───── Exercise data

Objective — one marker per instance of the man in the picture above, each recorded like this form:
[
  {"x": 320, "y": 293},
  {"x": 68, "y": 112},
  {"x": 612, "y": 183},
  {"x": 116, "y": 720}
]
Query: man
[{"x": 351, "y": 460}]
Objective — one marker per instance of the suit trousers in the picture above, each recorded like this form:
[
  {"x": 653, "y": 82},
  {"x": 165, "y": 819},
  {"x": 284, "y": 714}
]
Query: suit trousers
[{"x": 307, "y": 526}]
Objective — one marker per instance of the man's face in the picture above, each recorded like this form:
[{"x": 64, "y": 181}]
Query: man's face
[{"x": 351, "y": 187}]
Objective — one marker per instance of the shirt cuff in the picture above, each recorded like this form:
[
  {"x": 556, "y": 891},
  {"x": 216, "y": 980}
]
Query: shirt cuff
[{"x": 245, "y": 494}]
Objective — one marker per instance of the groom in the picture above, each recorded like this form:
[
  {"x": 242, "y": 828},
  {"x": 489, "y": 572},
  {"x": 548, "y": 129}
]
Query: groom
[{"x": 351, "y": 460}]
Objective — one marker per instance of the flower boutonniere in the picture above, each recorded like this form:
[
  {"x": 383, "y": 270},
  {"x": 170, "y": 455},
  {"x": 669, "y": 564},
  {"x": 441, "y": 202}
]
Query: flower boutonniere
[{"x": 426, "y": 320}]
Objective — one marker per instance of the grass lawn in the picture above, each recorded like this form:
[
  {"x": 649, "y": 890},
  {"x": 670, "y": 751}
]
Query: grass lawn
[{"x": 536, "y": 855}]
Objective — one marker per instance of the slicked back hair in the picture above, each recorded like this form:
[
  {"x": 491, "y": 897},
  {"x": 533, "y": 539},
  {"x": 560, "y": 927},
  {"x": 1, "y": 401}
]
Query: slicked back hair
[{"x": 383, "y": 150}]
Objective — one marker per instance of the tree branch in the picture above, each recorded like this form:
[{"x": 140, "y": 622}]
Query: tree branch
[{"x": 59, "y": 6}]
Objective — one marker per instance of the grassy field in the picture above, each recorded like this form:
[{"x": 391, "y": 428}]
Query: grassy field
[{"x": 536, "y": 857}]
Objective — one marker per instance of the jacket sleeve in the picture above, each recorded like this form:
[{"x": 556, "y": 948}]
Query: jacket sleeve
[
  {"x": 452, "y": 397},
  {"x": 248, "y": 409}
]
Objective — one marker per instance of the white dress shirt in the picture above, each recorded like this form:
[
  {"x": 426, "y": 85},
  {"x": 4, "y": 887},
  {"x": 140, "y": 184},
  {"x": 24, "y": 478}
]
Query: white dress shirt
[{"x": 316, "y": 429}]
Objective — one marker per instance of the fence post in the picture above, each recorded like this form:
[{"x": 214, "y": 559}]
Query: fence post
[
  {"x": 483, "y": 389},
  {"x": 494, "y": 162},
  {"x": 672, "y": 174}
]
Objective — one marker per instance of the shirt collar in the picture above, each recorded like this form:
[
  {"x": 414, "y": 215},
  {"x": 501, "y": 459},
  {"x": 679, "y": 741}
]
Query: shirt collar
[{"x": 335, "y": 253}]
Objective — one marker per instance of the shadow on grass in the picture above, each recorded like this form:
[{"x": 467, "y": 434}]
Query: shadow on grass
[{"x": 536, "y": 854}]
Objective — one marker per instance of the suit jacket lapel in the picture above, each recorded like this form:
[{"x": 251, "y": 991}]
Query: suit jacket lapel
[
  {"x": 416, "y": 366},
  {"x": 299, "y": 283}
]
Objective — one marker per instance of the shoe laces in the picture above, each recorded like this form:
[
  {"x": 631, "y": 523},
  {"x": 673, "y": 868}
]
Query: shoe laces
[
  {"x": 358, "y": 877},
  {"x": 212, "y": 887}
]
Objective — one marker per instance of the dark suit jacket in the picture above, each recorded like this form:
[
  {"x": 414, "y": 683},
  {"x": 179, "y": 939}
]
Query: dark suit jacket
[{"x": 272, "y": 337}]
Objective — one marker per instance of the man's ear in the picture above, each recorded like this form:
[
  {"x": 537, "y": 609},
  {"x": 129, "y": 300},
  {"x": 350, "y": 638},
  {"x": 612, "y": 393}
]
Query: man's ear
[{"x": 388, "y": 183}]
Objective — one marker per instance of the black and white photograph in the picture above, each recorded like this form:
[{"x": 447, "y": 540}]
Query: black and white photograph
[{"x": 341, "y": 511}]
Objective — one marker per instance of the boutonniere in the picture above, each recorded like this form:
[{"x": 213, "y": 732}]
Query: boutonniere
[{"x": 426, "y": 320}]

──────────

- _What the task asks_: In the listing above, find the line containing "Objective — one marker per instance of the shadow", then reproduce it and each line after it through the end, exactly and with nothing added.

- _Solution below_:
Objective — one marker per instance of the shadow on grass in the picture above, each recorded like this form:
[{"x": 467, "y": 434}]
Query: shadow on grass
[{"x": 536, "y": 854}]
Objective — one marker per instance of the suit jacket lapel in the picture above, each recorded like this form:
[{"x": 251, "y": 991}]
Query: suit jacket lapel
[
  {"x": 416, "y": 366},
  {"x": 299, "y": 283}
]
Objective — one marker per instance of the shoe laces in the picture above, each recorded like this form:
[
  {"x": 631, "y": 523},
  {"x": 673, "y": 868}
]
Query: shoe laces
[
  {"x": 358, "y": 877},
  {"x": 212, "y": 887}
]
Objective — one marker per instance of the dark suit jacket in the picture above, each recorded like this form:
[
  {"x": 414, "y": 683},
  {"x": 179, "y": 939}
]
Query: dark suit jacket
[{"x": 272, "y": 337}]
Objective — one marker per instance of the man's ear in the picture above, each recorded like this form:
[
  {"x": 537, "y": 609},
  {"x": 129, "y": 300},
  {"x": 350, "y": 638},
  {"x": 612, "y": 393}
]
Query: man's ear
[{"x": 388, "y": 183}]
Objective — one marker per instance of the black and white photograph in the picture above, each recorded like this form:
[{"x": 447, "y": 540}]
Query: black and white photograph
[{"x": 341, "y": 511}]
Objective — one marker per instance of the boutonniere in the picture above, each recorded like this form:
[{"x": 213, "y": 732}]
Query: boutonniere
[{"x": 426, "y": 320}]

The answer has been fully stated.